# START OF QUOTED TEXT

# New Table Saw advice



## rpludwig (Nov 22, 2011)

on the hunt for a new table saw for shop use, more heavy duty than the typical Lowes/HDepot stuff...

Have had good luck with Grizzly (bandsaw, sander, router table), any one with experience on this GO715p GrizzlyTable Saw? 

G0715P 10" Hybrid Table Saw with Riving Knife, Polar Bear Series®

Seems a good bang for the buck with decent features, dust port, etc... application is moderate general purpose shop use, not building cabinets, boats or houses!

Currently using a Skill tabletop model mounted on a stand, just not cutting it.

Any other recommendations?

Thx in advance,
Ron


----------



## AxlMyk (Jun 13, 2006)

The Ryobis seem to get good reviews.


----------



## DaninVan (Jan 1, 2012)

Hey, Ron; absolutely no reason you _couldn't_ do _any_ of those categories with the Grizzly or similar quality. 
220V for sure
10" blade
2+hp minimum, 3 preferably
the best fence you can afford
the best mitre gauge you can find ...rock solid, no slop or flexing
floor mount if you've got the space...portables just aren't made to the same structural standard. (No one's packing a 500lb machine into their pickup then up a flight of stairs!)
Other than the obvious, stated above, look for reviews. Several members here have given the Grizzly a good looking over, hopefully they'll check in with their own opinions.

# END OF QUOTED TEXT

#### GIVEN PROBLEM A
Pick out every line in the listing that contains the word "shirt", and copy each one.
The forum thread and the listing are separate material.

# START OF DATA IN THIS EXERCISE

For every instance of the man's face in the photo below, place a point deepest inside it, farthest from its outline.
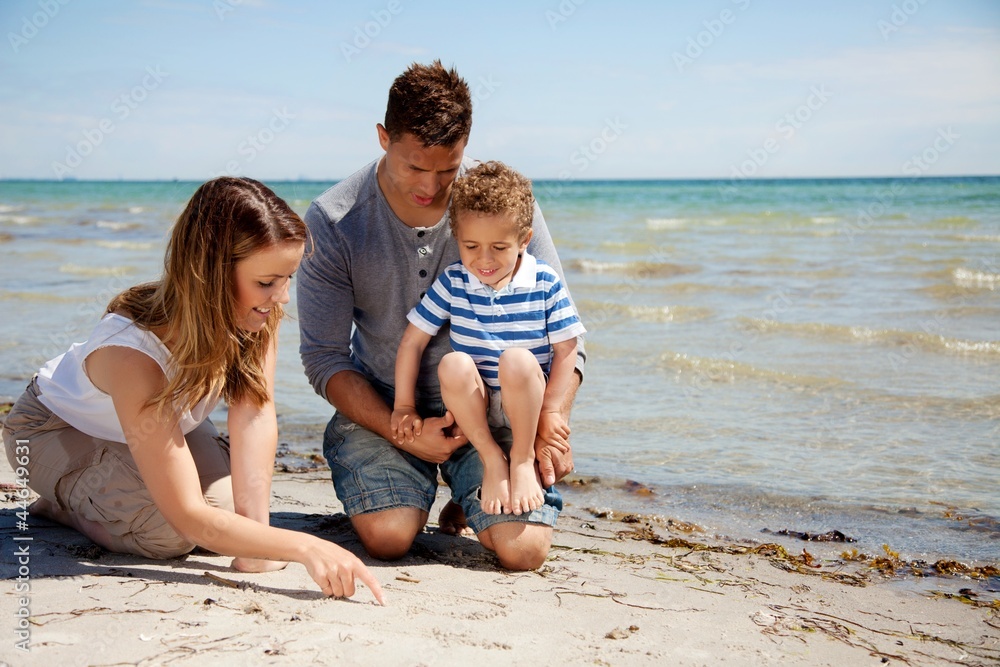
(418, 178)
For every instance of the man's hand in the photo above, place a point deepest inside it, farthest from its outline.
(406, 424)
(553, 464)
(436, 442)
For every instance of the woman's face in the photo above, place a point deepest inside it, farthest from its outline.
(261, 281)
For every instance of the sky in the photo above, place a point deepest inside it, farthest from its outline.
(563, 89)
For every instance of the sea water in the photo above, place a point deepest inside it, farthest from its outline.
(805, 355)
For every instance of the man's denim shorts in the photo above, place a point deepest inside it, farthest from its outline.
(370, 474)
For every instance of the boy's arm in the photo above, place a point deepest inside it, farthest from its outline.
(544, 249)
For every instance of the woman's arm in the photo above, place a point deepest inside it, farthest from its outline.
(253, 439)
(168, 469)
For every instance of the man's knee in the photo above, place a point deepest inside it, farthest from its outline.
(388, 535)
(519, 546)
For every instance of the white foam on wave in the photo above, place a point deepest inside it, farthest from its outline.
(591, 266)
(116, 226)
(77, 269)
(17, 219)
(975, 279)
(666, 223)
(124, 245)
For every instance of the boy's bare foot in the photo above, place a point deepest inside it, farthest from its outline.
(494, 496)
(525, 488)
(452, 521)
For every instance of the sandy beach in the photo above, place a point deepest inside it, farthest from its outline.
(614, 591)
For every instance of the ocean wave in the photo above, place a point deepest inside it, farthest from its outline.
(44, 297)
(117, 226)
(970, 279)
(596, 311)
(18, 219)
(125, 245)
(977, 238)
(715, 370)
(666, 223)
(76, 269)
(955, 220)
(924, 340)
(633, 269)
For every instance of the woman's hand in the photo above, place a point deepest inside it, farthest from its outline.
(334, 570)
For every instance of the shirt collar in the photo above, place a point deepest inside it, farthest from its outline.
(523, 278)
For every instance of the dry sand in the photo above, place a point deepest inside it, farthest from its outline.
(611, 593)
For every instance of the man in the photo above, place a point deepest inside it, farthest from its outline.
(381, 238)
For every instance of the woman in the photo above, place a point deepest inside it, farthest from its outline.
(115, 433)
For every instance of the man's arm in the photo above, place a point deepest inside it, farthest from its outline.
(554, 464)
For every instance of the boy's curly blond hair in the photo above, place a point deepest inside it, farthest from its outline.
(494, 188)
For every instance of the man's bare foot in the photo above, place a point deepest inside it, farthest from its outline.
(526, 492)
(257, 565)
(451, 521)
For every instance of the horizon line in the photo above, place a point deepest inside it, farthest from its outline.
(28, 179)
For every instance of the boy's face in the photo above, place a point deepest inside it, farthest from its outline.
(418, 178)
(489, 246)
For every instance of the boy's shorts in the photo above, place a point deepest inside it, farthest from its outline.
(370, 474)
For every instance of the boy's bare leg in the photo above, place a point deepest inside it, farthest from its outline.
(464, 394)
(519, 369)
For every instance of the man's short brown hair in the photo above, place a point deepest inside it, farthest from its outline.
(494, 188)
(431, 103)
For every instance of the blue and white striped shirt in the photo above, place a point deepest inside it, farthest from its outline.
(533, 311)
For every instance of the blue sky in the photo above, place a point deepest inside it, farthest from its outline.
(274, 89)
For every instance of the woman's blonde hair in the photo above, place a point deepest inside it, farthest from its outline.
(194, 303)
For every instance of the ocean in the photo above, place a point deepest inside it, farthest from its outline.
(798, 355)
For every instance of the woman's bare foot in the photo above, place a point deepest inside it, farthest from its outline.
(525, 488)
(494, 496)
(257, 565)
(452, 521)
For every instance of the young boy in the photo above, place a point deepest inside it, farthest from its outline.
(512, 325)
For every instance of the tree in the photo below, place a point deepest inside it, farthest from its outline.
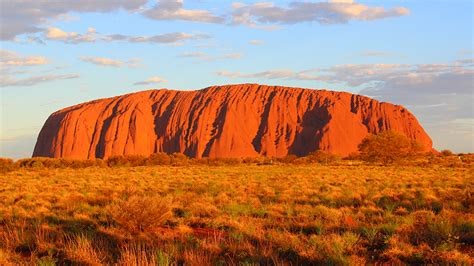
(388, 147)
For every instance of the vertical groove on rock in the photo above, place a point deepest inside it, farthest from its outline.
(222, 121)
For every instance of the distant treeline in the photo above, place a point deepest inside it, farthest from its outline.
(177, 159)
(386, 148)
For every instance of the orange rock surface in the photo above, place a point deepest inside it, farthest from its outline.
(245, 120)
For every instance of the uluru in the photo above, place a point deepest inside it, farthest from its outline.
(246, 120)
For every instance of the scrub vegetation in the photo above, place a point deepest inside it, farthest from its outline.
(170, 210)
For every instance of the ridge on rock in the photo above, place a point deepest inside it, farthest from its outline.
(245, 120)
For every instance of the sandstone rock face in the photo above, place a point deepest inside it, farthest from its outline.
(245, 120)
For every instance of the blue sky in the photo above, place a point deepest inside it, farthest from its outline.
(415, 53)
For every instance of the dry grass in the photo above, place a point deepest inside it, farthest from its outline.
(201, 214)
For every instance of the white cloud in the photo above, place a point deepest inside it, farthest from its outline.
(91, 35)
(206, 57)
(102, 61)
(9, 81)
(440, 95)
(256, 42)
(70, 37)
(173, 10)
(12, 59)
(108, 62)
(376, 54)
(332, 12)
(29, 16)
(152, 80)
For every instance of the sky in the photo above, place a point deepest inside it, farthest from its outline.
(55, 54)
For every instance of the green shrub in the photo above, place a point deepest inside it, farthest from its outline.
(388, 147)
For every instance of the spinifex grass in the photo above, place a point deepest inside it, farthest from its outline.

# END OF DATA IN THIS EXERCISE

#### GIVEN PROBLEM B
Write out the table saw thread word for word, in full.

#### COMPLETE ANSWER A
For every instance of the shirt collar in the photo above, place a point deepest inside it, farthest from its outline.
For every instance of the blue and white striped shirt in the photo above, place a point deepest inside it, farthest from its outline.

#### COMPLETE ANSWER B
# New Table Saw advice



## rpludwig (Nov 22, 2011)

on the hunt for a new table saw for shop use, more heavy duty than the typical Lowes/HDepot stuff...

Have had good luck with Grizzly (bandsaw, sander, router table), any one with experience on this GO715p GrizzlyTable Saw? 

G0715P 10" Hybrid Table Saw with Riving Knife, Polar Bear Series®

Seems a good bang for the buck with decent features, dust port, etc... application is moderate general purpose shop use, not building cabinets, boats or houses!

Currently using a Skill tabletop model mounted on a stand, just not cutting it.

Any other recommendations?

Thx in advance,
Ron


----------



## AxlMyk (Jun 13, 2006)

The Ryobis seem to get good reviews.


----------



## DaninVan (Jan 1, 2012)

Hey, Ron; absolutely no reason you _couldn't_ do _any_ of those categories with the Grizzly or similar quality. 
220V for sure
10" blade
2+hp minimum, 3 preferably
the best fence you can afford
the best mitre gauge you can find ...rock solid, no slop or flexing
floor mount if you've got the space...portables just aren't made to the same structural standard. (No one's packing a 500lb machine into their pickup then up a flight of stairs!)
Other than the obvious, stated above, look for reviews. Several members here have given the Grizzly a good looking over, hopefully they'll check in with their own opinions.